Check out these highly anticipated new releases featuring fiction and nonfiction titles. Click on the title to request a copy or get your name on the waitlist. Don’t forget to watch for more featured releases next month!
NONFICTION
No New Things by Ashlee Piper. Piper, a sustainability expert and author of Give a Sh*t: Do Good. Live Better. Save the Planet, offers a guide to help readers stop buying new things, based on her experiences doing so for over a year. Her book is filled with daily action items and exercises. Copyright 2024 Library Journal.

......

- _WHAT TO DO_
**1)** Can you edit the passage of the new-releases list between "Check out these" and "2024 Library Journal.", inclusive, so that "hold list" replaces "waitlist"?
**2)** Answer these about the new-releases list:
(a) What should a reader click to request a copy?
(b) For how long did Ashlee Piper stop buying new things?
(c) Who holds the 2024 copyright on the book description?

- _SUPPLIED DATA_

......

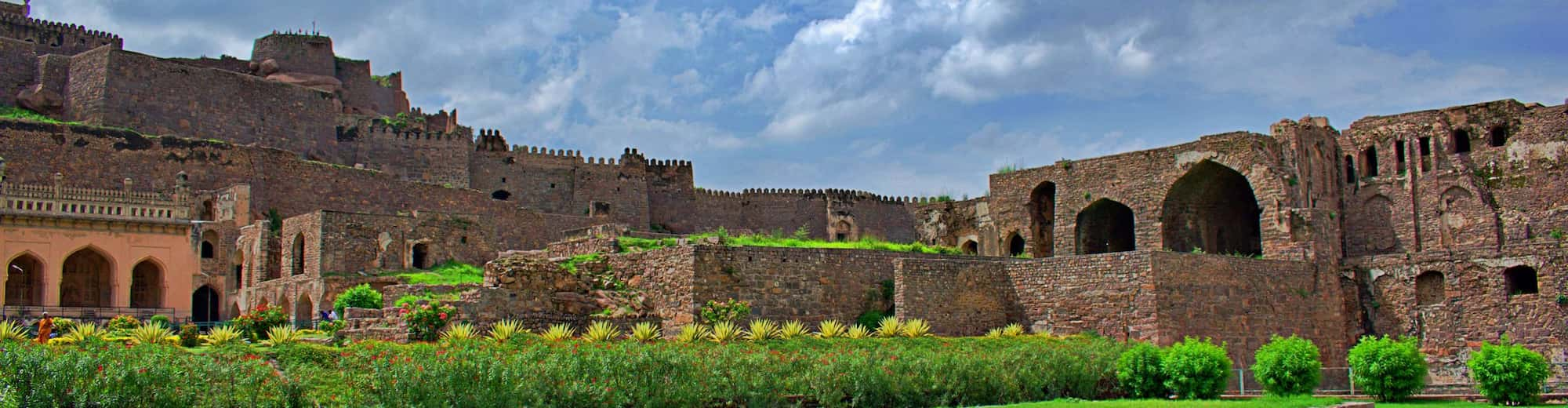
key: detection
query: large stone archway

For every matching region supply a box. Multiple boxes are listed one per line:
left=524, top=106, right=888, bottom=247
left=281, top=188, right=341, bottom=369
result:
left=1160, top=160, right=1262, bottom=256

......

- _NUMBERED RESPONSES_
**1)**
Check out these highly anticipated new releases featuring fiction and nonfiction titles. Click on the title to request a copy or get your name on the hold list. Don’t forget to watch for more featured releases next month!
NONFICTION
No New Things by Ashlee Piper. Piper, a sustainability expert and author of Give a Sh*t: Do Good. Live Better. Save the Planet, offers a guide to help readers stop buying new things, based on her experiences doing so for over a year. Her book is filled with daily action items and exercises. Copyright 2024 Library Journal.

**2)**
(a) The title.
(b) For over a year.
(c) Library Journal.